_EXERCISE GOAL_:
Please rewrite the lines below as a numbered list, leaving out any blank lines.

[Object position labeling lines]

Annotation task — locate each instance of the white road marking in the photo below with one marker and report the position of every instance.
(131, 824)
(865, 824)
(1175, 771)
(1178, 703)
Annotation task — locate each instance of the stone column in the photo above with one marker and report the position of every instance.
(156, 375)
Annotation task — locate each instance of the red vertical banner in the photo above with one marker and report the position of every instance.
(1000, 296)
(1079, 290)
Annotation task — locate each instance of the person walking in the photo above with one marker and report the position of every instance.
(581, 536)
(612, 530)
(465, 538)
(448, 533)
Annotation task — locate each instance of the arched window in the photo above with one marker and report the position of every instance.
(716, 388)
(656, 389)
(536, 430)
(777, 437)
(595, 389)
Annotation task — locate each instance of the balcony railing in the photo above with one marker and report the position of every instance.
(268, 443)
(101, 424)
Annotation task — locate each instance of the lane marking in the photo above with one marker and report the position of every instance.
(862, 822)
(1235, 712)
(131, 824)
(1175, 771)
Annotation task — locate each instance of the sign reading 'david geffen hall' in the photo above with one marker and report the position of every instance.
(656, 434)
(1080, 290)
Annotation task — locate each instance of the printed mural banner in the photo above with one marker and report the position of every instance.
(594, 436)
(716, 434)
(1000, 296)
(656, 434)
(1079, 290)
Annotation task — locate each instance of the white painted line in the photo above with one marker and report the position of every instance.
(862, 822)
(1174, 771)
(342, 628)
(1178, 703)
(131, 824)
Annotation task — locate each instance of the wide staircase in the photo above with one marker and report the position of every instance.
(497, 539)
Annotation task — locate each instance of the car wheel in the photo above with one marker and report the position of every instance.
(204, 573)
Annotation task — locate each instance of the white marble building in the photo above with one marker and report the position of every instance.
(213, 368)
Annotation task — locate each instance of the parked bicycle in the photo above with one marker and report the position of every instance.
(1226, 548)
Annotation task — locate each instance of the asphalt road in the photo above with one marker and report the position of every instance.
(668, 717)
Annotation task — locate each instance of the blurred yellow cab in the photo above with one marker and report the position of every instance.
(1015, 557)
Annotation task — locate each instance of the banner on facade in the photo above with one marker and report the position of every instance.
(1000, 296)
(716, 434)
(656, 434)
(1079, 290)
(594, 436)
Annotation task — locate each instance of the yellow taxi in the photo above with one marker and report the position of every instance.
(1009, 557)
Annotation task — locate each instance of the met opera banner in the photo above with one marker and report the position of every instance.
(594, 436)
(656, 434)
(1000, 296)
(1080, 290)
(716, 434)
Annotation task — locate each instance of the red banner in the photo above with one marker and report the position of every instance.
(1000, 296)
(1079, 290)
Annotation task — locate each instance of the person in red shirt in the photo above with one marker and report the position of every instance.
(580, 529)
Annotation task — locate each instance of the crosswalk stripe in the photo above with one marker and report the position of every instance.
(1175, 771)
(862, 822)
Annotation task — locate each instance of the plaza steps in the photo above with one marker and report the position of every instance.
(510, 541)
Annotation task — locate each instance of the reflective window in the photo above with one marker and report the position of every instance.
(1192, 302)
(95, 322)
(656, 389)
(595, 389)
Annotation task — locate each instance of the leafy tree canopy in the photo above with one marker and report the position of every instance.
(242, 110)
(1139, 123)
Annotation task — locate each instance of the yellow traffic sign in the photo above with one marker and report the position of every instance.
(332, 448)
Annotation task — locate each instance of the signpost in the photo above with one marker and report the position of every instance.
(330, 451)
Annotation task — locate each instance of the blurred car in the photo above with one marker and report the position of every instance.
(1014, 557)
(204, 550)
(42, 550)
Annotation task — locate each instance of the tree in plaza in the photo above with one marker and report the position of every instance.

_SOLUTION_:
1. Annotation task — locate each instance of the white road marking in the photo below with one marker and report the position of every instance.
2. (131, 824)
3. (865, 824)
4. (1175, 771)
5. (1178, 703)
6. Annotation task — locate each instance of the stone column in the photo above with one marker and report the position of every instance.
7. (156, 375)
8. Annotation task — locate each instance of the red vertical banner in the photo above with one marker and report the position of every instance.
9. (1000, 296)
10. (1079, 290)
11. Annotation task — locate each instance of the person walking in the photo above with one marker and report the position of every instance.
12. (581, 536)
13. (612, 530)
14. (465, 538)
15. (448, 533)
16. Annotation task — locate each instance of the arched window in the photo above with one marker and report the position of every instance.
17. (716, 388)
18. (656, 389)
19. (536, 430)
20. (777, 437)
21. (595, 389)
22. Annotation task — locate each instance of the balcony railing in the photo above with one marker and report the position of every instance.
23. (268, 443)
24. (101, 424)
25. Annotation task — locate each instance of the lane marking in the photo above with one marker and report the position of every instance.
26. (862, 822)
27. (1235, 712)
28. (131, 824)
29. (1175, 771)
30. Annotation task — locate each instance of the sign reading 'david geffen hall' in the photo above with one marker and report the position of every instance.
31. (656, 434)
32. (1080, 290)
33. Annotation task — locate each instance of the printed mural banner in the photo above with one marker and report the position of every instance.
34. (594, 436)
35. (716, 434)
36. (1000, 296)
37. (656, 434)
38. (1079, 290)
39. Annotation task — locate each instance of the white painted line in the photo above with one marker and report the position of every instance.
40. (862, 822)
41. (1174, 771)
42. (342, 628)
43. (1178, 703)
44. (131, 824)
45. Annotation task — locate each instance of the wide staircase in the photo above with one marker and report the position of every instance.
46. (497, 539)
47. Annotation task — locate each instance of the car wheel in the photo above with one marker and report the position of every instance.
48. (204, 573)
49. Annotation task — locate each instance of the white marble building in the photo above with one marker and report the position of every instance.
50. (213, 368)
51. Annotation task — locate each instance of the parked bicycle in the photo above with one marker and report the position of every instance.
52. (1226, 548)
53. Annotation task — locate each instance of the asphalt road in the photo above with one marker and report the position of every instance.
54. (668, 717)
55. Annotation task — locate each instance of the blurred yellow cab in the photo above with one marker and report the position of every instance.
56. (1015, 557)
57. Annotation task — locate each instance of the banner on facade in the photo above with one marker and report the position of every instance.
58. (1000, 296)
59. (716, 434)
60. (656, 434)
61. (1079, 290)
62. (594, 436)
63. Annotation task — locate each instance of the yellow taxi in the photo above with one marker and report the position of every instance.
64. (1009, 557)
65. Annotation task — locate each instance of the met opera banner in the photo above with one marker and report the position of every instance.
66. (594, 436)
67. (656, 434)
68. (1000, 296)
69. (1080, 290)
70. (716, 434)
71. Annotation task — locate each instance of the red banner in the photo above with one marker and report the position of every instance.
72. (1000, 296)
73. (1079, 290)
74. Annotation task — locate each instance of the person in red shirt in the photo above with one marker and report the position of every instance.
75. (580, 529)
76. Annotation task — locate each instance of the crosswalk stripe in the photo above with one marker and report the position of every instance.
77. (1175, 771)
78. (862, 822)
79. Annotation task — locate each instance of the plaza steps in the photo above with one marker and report the position of every instance.
80. (510, 541)
81. Annotation task — locate each instance of the reflective window in the photo above with one marker and report the position of every instance.
82. (1192, 302)
83. (95, 322)
84. (656, 389)
85. (595, 389)
86. Annotation task — locate each instance of the leafy tree canopy in the photo above with one marker and report the position of every instance.
87. (242, 110)
88. (1139, 123)
89. Annotation task — locate each instance of the yellow traffic sign in the photo above with one marker and report the position of every instance.
90. (332, 448)
91. Annotation task — locate each instance of the signpost in the photo above with one marker and report the position of every instance.
92. (330, 451)
93. Annotation task — locate each instance of the blurred car in the photo above with one marker and report the position of every instance.
94. (1014, 557)
95. (204, 550)
96. (42, 550)
97. Annotation task — locate each instance of the tree in plaza in the photo above with one marker and report the position of every instance.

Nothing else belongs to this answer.